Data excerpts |
------------

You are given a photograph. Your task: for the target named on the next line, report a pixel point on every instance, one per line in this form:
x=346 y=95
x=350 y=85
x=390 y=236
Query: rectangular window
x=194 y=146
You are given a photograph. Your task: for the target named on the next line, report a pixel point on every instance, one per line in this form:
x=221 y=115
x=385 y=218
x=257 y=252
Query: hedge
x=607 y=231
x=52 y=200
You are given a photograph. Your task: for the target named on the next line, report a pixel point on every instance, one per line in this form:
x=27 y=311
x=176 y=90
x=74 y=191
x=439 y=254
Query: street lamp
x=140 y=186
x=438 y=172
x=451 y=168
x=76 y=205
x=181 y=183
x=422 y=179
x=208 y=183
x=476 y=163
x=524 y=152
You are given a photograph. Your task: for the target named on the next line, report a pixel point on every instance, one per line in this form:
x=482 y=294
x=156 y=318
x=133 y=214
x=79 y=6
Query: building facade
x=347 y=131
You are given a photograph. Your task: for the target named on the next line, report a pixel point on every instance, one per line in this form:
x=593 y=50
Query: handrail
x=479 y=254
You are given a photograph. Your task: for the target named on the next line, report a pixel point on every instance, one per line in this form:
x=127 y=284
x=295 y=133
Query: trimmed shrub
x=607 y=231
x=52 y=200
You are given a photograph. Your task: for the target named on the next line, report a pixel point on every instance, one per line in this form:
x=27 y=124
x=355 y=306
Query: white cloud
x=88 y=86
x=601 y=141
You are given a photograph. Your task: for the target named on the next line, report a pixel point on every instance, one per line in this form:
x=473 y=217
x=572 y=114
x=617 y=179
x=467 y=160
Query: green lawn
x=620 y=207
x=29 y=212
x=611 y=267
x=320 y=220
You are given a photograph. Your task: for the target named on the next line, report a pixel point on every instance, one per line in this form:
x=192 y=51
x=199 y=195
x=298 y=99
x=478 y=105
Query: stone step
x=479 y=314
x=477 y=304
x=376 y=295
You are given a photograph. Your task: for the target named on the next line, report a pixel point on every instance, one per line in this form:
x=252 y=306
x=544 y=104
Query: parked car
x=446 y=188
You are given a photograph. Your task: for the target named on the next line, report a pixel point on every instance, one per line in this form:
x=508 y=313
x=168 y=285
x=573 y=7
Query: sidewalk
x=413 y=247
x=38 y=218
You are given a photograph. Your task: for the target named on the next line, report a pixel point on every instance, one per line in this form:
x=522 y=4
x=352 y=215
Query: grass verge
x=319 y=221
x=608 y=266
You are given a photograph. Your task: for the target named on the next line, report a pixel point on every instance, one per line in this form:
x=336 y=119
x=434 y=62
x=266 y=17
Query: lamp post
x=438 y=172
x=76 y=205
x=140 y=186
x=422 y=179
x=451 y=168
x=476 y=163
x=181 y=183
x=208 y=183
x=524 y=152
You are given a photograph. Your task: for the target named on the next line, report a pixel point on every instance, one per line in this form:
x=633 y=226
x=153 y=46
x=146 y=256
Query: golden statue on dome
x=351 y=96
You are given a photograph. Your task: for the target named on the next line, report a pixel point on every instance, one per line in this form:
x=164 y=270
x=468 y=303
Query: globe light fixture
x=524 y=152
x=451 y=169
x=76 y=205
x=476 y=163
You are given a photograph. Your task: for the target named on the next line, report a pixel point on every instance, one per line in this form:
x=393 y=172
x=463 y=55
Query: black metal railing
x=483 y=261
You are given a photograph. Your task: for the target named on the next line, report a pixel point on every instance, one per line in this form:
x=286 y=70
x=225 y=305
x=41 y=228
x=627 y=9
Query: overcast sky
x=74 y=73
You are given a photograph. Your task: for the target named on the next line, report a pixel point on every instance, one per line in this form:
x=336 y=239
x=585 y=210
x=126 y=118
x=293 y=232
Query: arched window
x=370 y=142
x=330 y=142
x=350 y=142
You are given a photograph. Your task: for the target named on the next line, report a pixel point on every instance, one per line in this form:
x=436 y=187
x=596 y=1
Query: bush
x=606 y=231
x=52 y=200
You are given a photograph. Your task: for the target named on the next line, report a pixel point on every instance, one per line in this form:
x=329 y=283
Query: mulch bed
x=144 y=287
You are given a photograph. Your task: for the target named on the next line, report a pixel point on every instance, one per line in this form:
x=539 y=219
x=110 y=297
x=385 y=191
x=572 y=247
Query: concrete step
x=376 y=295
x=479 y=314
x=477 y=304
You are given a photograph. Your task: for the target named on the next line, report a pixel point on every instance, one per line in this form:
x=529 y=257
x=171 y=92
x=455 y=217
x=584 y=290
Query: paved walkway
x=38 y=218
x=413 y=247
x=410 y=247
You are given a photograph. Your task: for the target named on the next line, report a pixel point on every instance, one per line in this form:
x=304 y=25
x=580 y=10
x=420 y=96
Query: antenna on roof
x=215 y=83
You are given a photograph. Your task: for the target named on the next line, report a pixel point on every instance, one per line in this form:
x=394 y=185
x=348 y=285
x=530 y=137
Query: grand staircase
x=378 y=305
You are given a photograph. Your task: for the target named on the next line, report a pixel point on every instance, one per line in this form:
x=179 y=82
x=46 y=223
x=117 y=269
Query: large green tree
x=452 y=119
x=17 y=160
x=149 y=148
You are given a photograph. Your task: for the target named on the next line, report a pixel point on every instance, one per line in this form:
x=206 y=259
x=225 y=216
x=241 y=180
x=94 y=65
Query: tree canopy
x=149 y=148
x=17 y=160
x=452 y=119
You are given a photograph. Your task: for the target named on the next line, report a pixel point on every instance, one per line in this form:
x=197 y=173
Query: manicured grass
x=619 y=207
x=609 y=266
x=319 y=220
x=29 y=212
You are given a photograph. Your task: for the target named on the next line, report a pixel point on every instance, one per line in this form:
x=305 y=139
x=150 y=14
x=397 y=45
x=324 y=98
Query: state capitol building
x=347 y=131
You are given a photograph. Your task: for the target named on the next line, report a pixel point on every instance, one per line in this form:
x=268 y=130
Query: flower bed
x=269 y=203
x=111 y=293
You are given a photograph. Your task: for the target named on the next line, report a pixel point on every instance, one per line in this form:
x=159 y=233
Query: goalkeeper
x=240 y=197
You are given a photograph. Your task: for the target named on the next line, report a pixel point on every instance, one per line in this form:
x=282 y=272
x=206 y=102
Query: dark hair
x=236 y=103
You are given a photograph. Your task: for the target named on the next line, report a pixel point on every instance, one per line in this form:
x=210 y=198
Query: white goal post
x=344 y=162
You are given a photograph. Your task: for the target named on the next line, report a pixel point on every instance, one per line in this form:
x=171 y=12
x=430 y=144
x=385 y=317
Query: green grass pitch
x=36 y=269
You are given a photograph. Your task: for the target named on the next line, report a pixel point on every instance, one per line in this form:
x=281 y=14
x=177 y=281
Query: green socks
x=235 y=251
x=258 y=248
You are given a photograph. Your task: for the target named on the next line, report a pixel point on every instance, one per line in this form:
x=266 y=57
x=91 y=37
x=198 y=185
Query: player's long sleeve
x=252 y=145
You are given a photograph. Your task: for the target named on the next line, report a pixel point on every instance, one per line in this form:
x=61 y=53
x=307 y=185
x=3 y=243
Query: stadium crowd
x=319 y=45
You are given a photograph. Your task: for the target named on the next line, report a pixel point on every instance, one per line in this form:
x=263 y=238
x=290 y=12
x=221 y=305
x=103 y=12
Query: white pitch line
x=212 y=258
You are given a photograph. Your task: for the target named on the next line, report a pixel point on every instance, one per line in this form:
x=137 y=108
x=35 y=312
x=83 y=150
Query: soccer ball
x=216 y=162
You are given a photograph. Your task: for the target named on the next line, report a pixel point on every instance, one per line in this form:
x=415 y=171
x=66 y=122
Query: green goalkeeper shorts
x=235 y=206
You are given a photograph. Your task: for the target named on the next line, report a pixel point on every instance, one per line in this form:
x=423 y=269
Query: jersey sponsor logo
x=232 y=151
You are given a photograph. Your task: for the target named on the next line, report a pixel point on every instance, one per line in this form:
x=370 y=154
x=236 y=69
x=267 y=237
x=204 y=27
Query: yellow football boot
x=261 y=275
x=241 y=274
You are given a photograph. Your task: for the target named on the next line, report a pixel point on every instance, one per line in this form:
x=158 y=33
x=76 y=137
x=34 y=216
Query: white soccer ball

------------

What is required |
Starting at the line that contains "Query: green goalkeeper shorts", output every remaining line of the data exactly, and stop after the last one.

Exercise output |
Query: green goalkeeper shorts
x=235 y=206
You are given a photograph. Your task: for the target named on the next line, report a pixel point on every instance, one per line in this form:
x=423 y=269
Query: jersey sponsor logo
x=232 y=151
You are given a photograph. Your task: for the target named on the next line, report a pixel point on every instance, one per line in this form:
x=370 y=154
x=236 y=69
x=267 y=237
x=204 y=27
Query: yellow football boot
x=261 y=275
x=241 y=274
You are given a photograph. Your task: for the target named on the next line, report a pixel point on every instance, one per line in this form:
x=158 y=33
x=76 y=137
x=34 y=216
Query: white soccer ball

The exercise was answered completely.